_Your instructions_
Output every one of the lines below verbatim, in their original order, and omit the pictures.

_Extracted records_
▶
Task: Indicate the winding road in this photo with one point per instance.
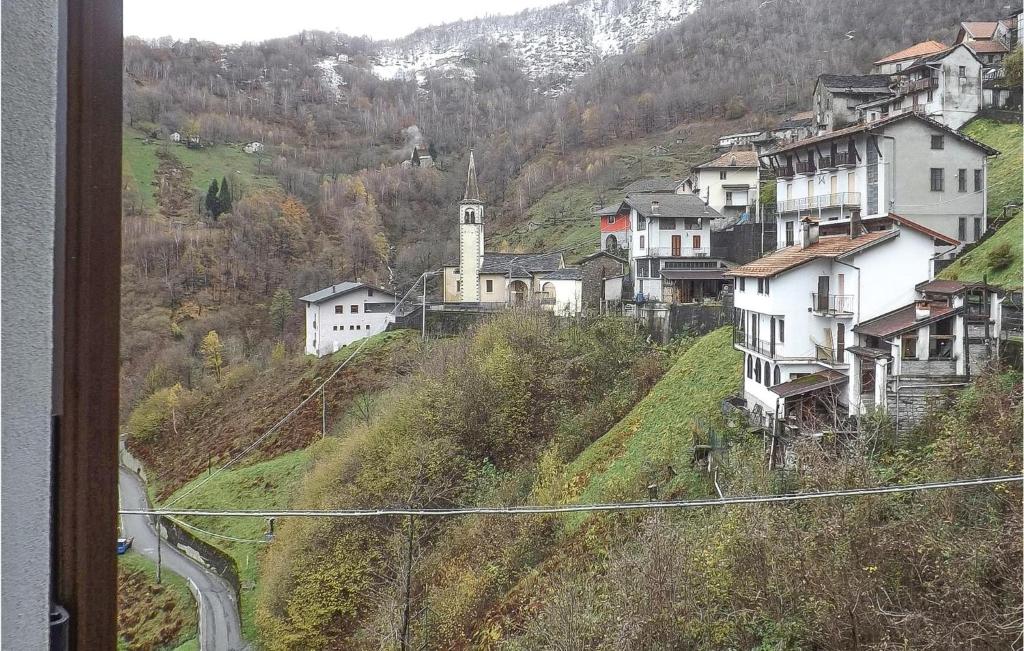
(219, 628)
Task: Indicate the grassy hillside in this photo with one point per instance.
(151, 615)
(999, 258)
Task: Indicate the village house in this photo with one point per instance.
(904, 164)
(838, 96)
(945, 86)
(796, 310)
(729, 183)
(345, 312)
(486, 279)
(906, 358)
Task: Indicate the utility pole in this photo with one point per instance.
(409, 587)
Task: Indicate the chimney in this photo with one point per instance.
(856, 226)
(922, 309)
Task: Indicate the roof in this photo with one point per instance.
(813, 382)
(901, 319)
(567, 273)
(883, 122)
(693, 274)
(855, 84)
(915, 50)
(338, 290)
(686, 206)
(826, 247)
(660, 184)
(743, 158)
(980, 29)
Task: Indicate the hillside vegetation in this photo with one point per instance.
(998, 259)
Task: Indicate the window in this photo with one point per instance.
(908, 346)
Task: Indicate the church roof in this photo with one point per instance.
(472, 188)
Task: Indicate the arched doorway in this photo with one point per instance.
(517, 292)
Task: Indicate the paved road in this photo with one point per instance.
(218, 615)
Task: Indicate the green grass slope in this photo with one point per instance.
(999, 258)
(659, 431)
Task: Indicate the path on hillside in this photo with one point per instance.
(219, 627)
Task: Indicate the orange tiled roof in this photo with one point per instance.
(918, 49)
(825, 247)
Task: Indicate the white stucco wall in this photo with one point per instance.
(328, 331)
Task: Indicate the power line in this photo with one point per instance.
(301, 403)
(586, 508)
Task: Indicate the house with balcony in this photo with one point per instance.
(945, 86)
(837, 98)
(729, 183)
(895, 62)
(907, 358)
(904, 164)
(797, 309)
(670, 248)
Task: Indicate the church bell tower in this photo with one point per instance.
(470, 236)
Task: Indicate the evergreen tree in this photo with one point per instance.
(212, 203)
(224, 199)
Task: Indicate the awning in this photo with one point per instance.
(810, 383)
(693, 274)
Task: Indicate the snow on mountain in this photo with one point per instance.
(553, 45)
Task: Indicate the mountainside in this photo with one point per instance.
(553, 45)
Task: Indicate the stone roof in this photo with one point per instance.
(901, 319)
(338, 290)
(914, 51)
(740, 159)
(685, 206)
(792, 257)
(855, 84)
(662, 184)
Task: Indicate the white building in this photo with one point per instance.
(903, 164)
(512, 278)
(945, 86)
(339, 314)
(796, 310)
(729, 183)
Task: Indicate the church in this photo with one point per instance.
(489, 279)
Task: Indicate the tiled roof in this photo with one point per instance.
(338, 290)
(686, 206)
(743, 158)
(825, 247)
(663, 184)
(855, 83)
(915, 50)
(864, 126)
(813, 382)
(900, 320)
(980, 29)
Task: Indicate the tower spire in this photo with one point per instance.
(472, 189)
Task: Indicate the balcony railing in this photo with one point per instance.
(832, 303)
(836, 200)
(675, 252)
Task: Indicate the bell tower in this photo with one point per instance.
(470, 236)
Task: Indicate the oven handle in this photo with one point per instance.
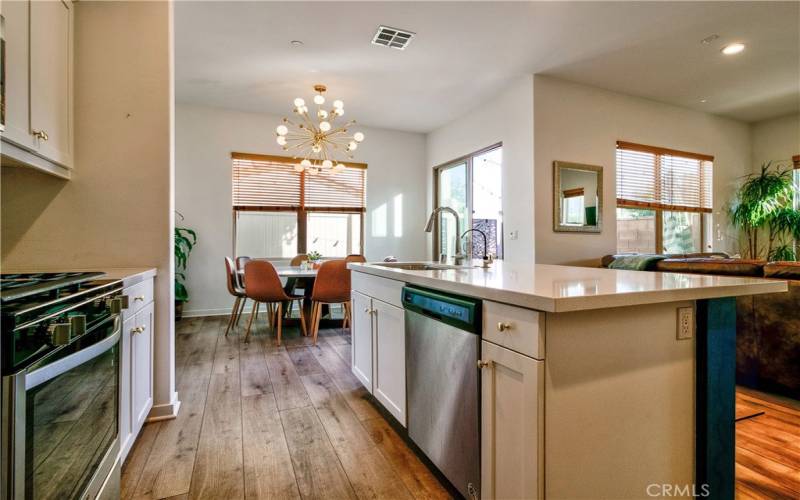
(53, 370)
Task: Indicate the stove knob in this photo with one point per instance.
(78, 324)
(61, 333)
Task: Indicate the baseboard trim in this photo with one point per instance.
(194, 313)
(167, 411)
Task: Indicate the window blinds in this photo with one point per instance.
(659, 178)
(270, 183)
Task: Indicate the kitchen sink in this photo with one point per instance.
(422, 266)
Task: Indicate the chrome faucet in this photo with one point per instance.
(458, 258)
◀
_Written reply_
Task: Indicate the winding road in this photo with one point per instance.
(219, 628)
Task: Indicate the grassy hillside in this photo with one point per instance.
(151, 615)
(999, 258)
Task: Indicate the village house in this photo with one point per instance.
(904, 164)
(838, 96)
(945, 86)
(796, 310)
(729, 183)
(345, 312)
(486, 279)
(906, 358)
Task: Indicate the utility pole in this photo with one point per instance.
(409, 587)
Task: Indicate the chimney in this photo with one point per instance.
(856, 226)
(922, 309)
Task: Indicate the roof in this photo with one point per instance.
(813, 382)
(901, 319)
(567, 273)
(883, 122)
(693, 274)
(855, 84)
(915, 50)
(338, 290)
(686, 206)
(826, 247)
(660, 184)
(743, 158)
(980, 29)
Task: Indicate the hillside vegetation in this photo with one point per instance.
(998, 259)
Task: Indicate the window in this photo with one point per instance.
(908, 346)
Task: Indicate the church roof in this photo with one point per instance.
(472, 188)
Task: Indicate the arched doorway in this photo with one point per instance.
(517, 292)
Task: Indicate the paved road in this photo with one point per instance.
(218, 615)
Task: Indicate the green grass slope in this photo with one point per instance.
(999, 258)
(659, 431)
Task: Indicate the path on hillside in this photo with one point per instance.
(219, 627)
Task: Indicate the orange tiled roof in this photo with one point per instance.
(918, 49)
(825, 247)
Task: Indicate the white stucco wall in this photo with one point per instance.
(328, 331)
Task: Indicate the power line in this photo with one point per instance.
(301, 403)
(586, 508)
Task: Indicate the house with balcony in this photo with one point per instance.
(945, 86)
(837, 98)
(729, 183)
(895, 62)
(907, 358)
(904, 164)
(797, 309)
(670, 248)
Task: Indicate the church bell tower in this photo with one point per instance.
(470, 236)
Task: Indicate the evergreen tree in this photo with one point per instance.
(212, 203)
(224, 199)
Task: Indicate the awning in this photo with one point per instance.
(810, 383)
(693, 274)
Task: Indicate the snow on mountain in this photo with one point per instance.
(553, 45)
Task: Indicate the mountainside in this photo with one point per instance.
(553, 45)
Task: Indicate the stone roof in this photo with one point per instance.
(901, 319)
(338, 290)
(914, 51)
(740, 159)
(685, 206)
(792, 257)
(855, 84)
(662, 184)
Task: Indicate the white building in this photo with one point per instance.
(903, 164)
(512, 278)
(945, 86)
(339, 314)
(796, 310)
(729, 183)
Task: Indicate the church in this photo with one point per instance.
(489, 279)
Task: Indicate the tiled roof in this photo with one point per instance.
(338, 290)
(686, 206)
(743, 158)
(825, 247)
(663, 184)
(855, 83)
(915, 50)
(864, 126)
(813, 382)
(900, 320)
(980, 29)
Task: Indicate the tower spire in this photo with one point per instance.
(472, 189)
Task: Indicate the balcony railing in this photo with one point per instance.
(832, 303)
(836, 200)
(675, 252)
Task: Indicate the bell tower in this photo with one point per instance.
(470, 236)
Task: Indicate the oven handle in this photo with one point per instance.
(53, 370)
Task: Indicate the stove knob in this photo with one point per instance.
(78, 324)
(61, 333)
Task: Indicate the baseboard trim in this photo with one point per instance.
(194, 313)
(167, 411)
Task: Indicate the window blinds in this photo with one point per instance.
(659, 178)
(270, 183)
Task: Indicate the kitchen sink in this photo with one point per instance.
(422, 266)
Task: Indicate the chrome faucet in this photo with one point per instance.
(458, 258)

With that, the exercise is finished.